▸ To be done
Copy the material below verbatim, beginning with the line that contains "Where can you find the bench" and continuing through the end of the material. Include both of those boundary lines.

▸ Recorded data
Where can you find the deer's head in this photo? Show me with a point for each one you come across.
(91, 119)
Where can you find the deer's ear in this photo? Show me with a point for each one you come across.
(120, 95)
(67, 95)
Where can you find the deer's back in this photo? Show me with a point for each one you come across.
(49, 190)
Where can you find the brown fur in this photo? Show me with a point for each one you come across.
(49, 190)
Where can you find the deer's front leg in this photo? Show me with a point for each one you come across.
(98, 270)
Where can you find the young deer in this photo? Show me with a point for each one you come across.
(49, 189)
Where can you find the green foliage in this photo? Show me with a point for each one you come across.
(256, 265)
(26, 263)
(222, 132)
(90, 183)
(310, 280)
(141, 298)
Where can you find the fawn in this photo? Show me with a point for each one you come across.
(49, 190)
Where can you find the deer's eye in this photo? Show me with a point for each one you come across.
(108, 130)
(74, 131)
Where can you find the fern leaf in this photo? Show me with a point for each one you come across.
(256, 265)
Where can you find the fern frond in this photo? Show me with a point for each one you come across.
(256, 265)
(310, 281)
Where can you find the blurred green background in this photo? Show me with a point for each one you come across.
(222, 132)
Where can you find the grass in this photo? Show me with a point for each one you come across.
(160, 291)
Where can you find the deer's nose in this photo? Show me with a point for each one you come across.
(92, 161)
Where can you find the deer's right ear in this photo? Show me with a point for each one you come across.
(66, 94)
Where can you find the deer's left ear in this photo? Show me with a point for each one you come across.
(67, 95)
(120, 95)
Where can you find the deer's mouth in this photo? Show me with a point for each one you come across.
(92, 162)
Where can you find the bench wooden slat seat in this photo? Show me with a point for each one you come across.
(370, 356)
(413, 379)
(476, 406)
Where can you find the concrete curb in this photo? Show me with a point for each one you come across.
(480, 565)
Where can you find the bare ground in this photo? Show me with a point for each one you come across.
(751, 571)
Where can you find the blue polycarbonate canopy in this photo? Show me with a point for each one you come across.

▸ Task solution
Where can you find the bench wooden slat seat in this photo? Show me with a point for each one you come across.
(370, 356)
(413, 379)
(476, 406)
Where can you find the concrete curb in this photo? Show me with a point for each one you come across.
(480, 565)
Where can you find the bare ground in this photo? Show me with a point for each one you come across.
(751, 571)
Where can you find the blue polycarbonate canopy in this photo? Show me with a point for each one you come across.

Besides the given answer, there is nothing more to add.